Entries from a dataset
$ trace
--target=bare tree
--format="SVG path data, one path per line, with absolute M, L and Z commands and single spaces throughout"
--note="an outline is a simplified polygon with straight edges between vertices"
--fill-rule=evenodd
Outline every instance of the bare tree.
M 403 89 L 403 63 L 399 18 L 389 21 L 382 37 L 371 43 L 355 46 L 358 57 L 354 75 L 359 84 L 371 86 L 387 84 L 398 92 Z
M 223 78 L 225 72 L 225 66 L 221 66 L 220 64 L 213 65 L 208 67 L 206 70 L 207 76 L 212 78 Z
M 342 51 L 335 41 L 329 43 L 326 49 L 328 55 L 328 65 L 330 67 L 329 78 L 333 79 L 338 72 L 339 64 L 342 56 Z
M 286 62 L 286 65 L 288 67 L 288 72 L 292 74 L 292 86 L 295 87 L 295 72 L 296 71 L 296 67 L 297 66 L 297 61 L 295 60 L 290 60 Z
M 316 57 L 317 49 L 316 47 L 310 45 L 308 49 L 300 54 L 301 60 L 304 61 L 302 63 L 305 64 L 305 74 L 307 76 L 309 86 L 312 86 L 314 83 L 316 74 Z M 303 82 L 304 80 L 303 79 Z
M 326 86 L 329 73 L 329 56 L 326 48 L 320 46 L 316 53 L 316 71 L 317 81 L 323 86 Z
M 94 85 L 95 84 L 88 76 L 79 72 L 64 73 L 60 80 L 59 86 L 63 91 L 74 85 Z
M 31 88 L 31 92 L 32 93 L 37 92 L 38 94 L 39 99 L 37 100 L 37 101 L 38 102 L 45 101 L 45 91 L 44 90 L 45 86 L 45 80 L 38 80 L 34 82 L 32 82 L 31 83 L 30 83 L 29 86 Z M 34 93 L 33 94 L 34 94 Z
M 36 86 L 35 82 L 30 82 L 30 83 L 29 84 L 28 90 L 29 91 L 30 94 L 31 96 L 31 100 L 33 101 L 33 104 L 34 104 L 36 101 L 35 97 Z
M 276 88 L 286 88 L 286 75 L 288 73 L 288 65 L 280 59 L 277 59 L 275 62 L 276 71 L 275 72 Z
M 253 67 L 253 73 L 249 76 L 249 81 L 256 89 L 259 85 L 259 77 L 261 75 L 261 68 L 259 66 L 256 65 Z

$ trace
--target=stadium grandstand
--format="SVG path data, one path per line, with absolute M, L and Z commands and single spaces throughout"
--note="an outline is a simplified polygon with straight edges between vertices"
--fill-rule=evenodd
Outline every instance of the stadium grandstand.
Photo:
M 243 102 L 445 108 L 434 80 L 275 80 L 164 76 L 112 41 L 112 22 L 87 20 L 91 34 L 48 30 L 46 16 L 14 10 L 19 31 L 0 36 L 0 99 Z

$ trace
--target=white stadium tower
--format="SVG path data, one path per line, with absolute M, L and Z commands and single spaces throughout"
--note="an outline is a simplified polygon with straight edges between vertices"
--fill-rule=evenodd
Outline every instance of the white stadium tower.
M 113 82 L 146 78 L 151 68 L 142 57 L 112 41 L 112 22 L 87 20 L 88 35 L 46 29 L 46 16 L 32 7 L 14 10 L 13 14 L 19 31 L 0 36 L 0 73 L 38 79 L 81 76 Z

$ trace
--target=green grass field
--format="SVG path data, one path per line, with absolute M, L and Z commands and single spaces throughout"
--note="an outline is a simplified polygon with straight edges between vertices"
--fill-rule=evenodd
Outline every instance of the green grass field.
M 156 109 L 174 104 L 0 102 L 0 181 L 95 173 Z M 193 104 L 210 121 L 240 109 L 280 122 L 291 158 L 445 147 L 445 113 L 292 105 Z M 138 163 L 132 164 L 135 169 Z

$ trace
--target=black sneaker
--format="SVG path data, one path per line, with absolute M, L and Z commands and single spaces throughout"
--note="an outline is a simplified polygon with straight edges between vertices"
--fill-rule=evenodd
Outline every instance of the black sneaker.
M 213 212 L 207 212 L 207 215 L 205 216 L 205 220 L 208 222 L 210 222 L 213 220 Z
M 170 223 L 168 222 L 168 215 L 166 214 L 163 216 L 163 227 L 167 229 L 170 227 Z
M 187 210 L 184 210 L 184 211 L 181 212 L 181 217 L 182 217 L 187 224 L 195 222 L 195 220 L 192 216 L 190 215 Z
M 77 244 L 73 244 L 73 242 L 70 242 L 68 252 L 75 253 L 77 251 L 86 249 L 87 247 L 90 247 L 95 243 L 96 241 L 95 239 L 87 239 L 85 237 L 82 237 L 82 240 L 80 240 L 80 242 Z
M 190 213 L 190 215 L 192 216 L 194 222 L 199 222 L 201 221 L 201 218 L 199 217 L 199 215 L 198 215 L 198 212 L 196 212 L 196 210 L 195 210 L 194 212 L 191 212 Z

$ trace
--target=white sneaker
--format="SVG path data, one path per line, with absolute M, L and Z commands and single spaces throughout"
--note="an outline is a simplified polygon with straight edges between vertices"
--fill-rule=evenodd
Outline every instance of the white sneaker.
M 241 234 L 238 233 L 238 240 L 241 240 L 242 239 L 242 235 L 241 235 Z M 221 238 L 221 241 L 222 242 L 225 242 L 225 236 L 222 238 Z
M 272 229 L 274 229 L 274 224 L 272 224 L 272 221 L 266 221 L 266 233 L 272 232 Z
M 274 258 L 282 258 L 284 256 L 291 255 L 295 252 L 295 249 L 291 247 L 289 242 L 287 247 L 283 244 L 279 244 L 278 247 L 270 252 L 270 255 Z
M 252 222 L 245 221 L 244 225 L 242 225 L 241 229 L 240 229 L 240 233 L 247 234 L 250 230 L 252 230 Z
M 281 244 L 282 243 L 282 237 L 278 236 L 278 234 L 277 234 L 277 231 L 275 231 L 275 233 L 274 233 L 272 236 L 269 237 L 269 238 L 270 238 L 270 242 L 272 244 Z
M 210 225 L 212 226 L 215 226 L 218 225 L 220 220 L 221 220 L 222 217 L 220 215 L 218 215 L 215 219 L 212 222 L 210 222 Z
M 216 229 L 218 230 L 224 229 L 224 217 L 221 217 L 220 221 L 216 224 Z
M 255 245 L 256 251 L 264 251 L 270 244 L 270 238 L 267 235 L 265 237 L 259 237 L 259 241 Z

§ Objective:
How many lines of the records above contain the string "white"? Reply with the number only.

§ Exercise answer:
4